View on GitHub

i2

I²: Interactive Real-Time Visualization for Streaming Data

I²: Interactive Real-Time Visualization for Streaming Data

This repository contains a description and a setup guide for I² - Interactive Real-Time Visualization for Streaming Data.

I² at EDBT 2017

I² was first published at the 20th International Conference on Extending Database Technology (EDBT) in March 2017.

Abstract: Developing scalable real-time data analysis programs is a challenging task. Developers need insights from the data to define meaningful analysis flows, which often makes the development a trial and error process. Data visualization techniques can provide insights to aid the development, but the sheer amount of available data frequently makes it impossible to visualize all data points at the same time. We present I², an interactive development environment that coordinates running cluster applications and corresponding visualizations such that only the currently depicted data points are processed and transferred. To this end, we present an algorithm for the real-time visualization of time series, which is proven to be correct and minimal in terms of transferred data. Moreover, we show how cluster programs can adapt to changed visualization properties at runtime to allow in teractive data exploration on data streams.

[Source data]
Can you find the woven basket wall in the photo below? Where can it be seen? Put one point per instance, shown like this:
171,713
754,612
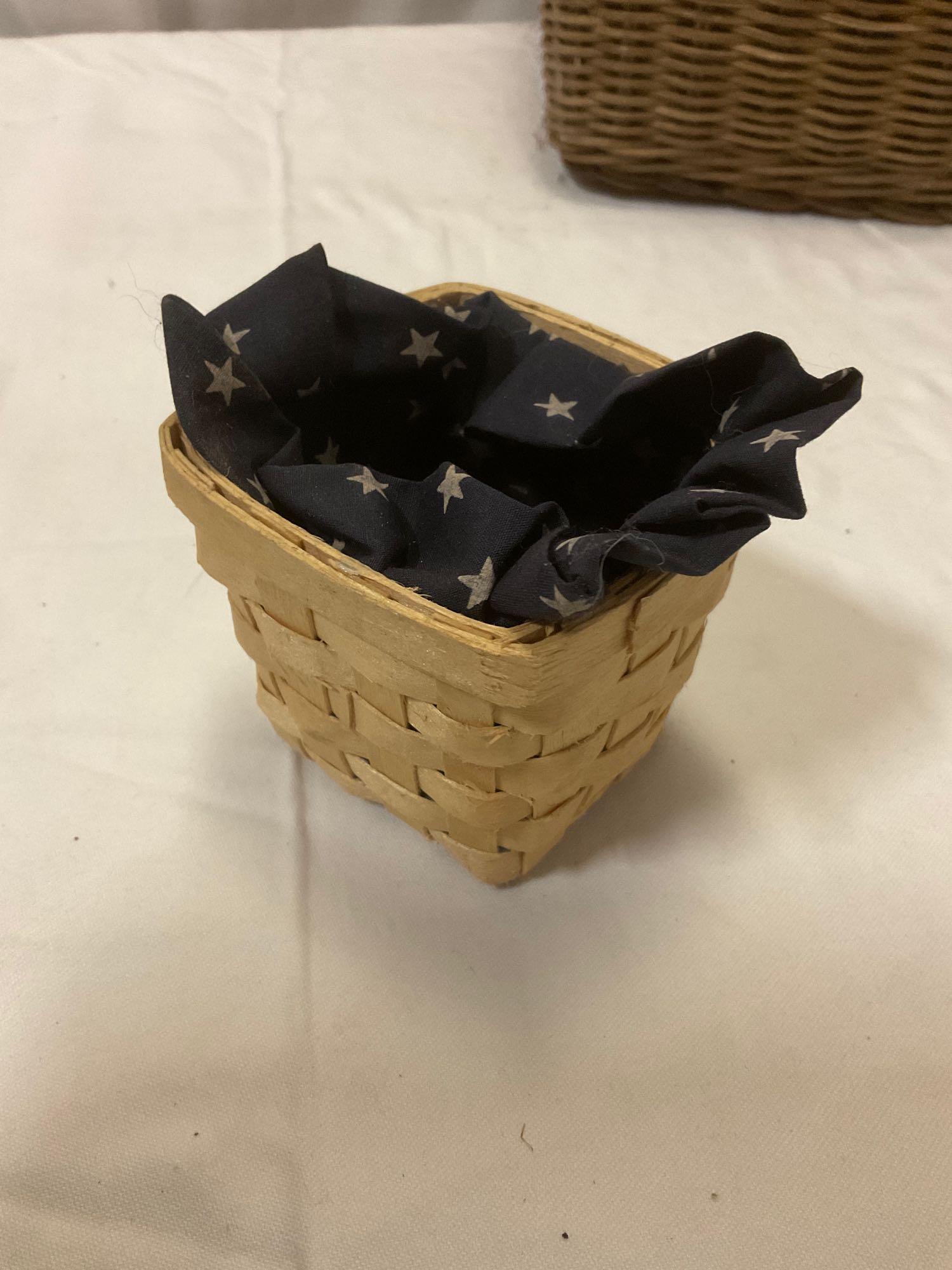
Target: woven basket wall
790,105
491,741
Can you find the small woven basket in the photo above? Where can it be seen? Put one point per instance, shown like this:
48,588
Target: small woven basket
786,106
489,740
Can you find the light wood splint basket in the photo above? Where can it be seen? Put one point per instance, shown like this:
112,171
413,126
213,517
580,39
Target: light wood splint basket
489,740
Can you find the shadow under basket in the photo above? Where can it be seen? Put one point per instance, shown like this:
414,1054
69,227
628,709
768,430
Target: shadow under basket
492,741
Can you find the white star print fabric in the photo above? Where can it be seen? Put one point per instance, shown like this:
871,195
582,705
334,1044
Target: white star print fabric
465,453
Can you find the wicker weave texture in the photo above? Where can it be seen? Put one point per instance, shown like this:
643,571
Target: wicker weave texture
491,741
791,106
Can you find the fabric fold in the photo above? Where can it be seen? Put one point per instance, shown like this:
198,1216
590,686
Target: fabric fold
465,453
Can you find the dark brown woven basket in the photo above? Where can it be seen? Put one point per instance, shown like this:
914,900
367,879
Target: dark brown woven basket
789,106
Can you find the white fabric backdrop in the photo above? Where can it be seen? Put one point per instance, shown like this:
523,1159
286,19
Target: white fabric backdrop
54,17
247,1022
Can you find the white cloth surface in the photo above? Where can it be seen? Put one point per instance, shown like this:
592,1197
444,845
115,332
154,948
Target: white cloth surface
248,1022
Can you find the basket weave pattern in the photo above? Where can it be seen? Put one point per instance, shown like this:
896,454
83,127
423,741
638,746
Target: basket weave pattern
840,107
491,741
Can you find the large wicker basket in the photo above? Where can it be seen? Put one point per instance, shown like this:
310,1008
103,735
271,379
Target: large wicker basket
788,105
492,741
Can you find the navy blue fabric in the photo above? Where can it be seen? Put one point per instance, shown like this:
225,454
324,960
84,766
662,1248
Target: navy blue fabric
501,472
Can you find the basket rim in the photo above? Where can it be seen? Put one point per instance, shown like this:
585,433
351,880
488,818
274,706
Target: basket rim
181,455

Aim 1 = Copy the entries word for word, starting at the line that contains "Can you find the fabric" and ending with the last line of the entries, including both of those lines.
Aim 2 = Continue the page describing I² from where it stops.

Reply 1 =
Can you find the fabric fold in the photo above? Where can it be seen? Put one point per instance, shown like this:
198,1216
590,686
Target: fabric fold
465,453
Can you find the dark brown woven basket in the photo above? Where can it be seen? Put one point per instance, shown like this:
914,900
367,879
Target: dark brown woven basket
789,106
Can you find the white fabric backdrop in the photo above? Where can it be seen? Put one point per instance, shown like this:
523,1159
286,19
Target: white fabric backdrop
54,17
247,1022
Can you find the white cloth surface in the photo above? Where can it be seen? Put one point per instance, shown like this:
592,1197
444,845
115,332
154,948
Target: white cloth surface
248,1022
Can you find the basket weave pattern in the photo above? Where can it be seen? Put one point per instance, shown like this:
896,454
83,127
423,741
638,746
Target: basket weave pattern
840,107
491,741
Can you find the large wicker basket in the photo above? Where can it be seen? Put one point per instance, shown like this:
310,1008
103,735
271,379
Target: large wicker basket
788,105
492,741
Can you find the navy blue fabric in the photo above? Where can it be seen? Put one point per instance, shown like this:
225,454
324,960
84,766
662,1248
Target: navy blue fabric
501,472
Can you find the basket rim in the photo above? Where can it be seen? Put one point per instance, shown like this:
585,433
351,880
488,818
274,706
Target: basket rim
181,455

Reply 2 =
Publication:

I² at FlinkForward 2017

We presented I² at Flink Forward 2017 in Berlin. The I² session took place on Tuesday, Sep. 12, 12:00. The presentation is now available online. Moreover, there is a video recording available on YouTube.

Introduction

This demonstration allows for exploring our interactive I² development environment. You can test I² with several different examples. Each example is available as an Apache Zeppelin notebook.

Please notice that all notebooks require special Zeppelin features. Thus, you must use our Zeppelin fork.

All examples use the DEBS 2013 Grand Challenge dataset, which has to be stored in the Zeppelin root directory.

The Flink code is part of the respective Zeppelin Notebooks. Thus, you can find all our Flink operators included in the JSON files in the Notebooks directory.

The following examples are provided:

Example Description
UI-element demo This demo explains the main foundations of our UI-Elements and shows how they can be connected to a Flink data source.
Football field with event counter This notebook contains an advanced UI-element which uses [d3js]. (https://d3js.org/)
Interactive linechart This Demo contains an interactive linechart. The chart displays time series data and exposes visualization properties to the running Flink job. The Flink job adapts to changed properties at runtime.
Football dashboard This notebook contains our full demonstrator. It combines several UI-components with a complex Flink stream processing pipeline.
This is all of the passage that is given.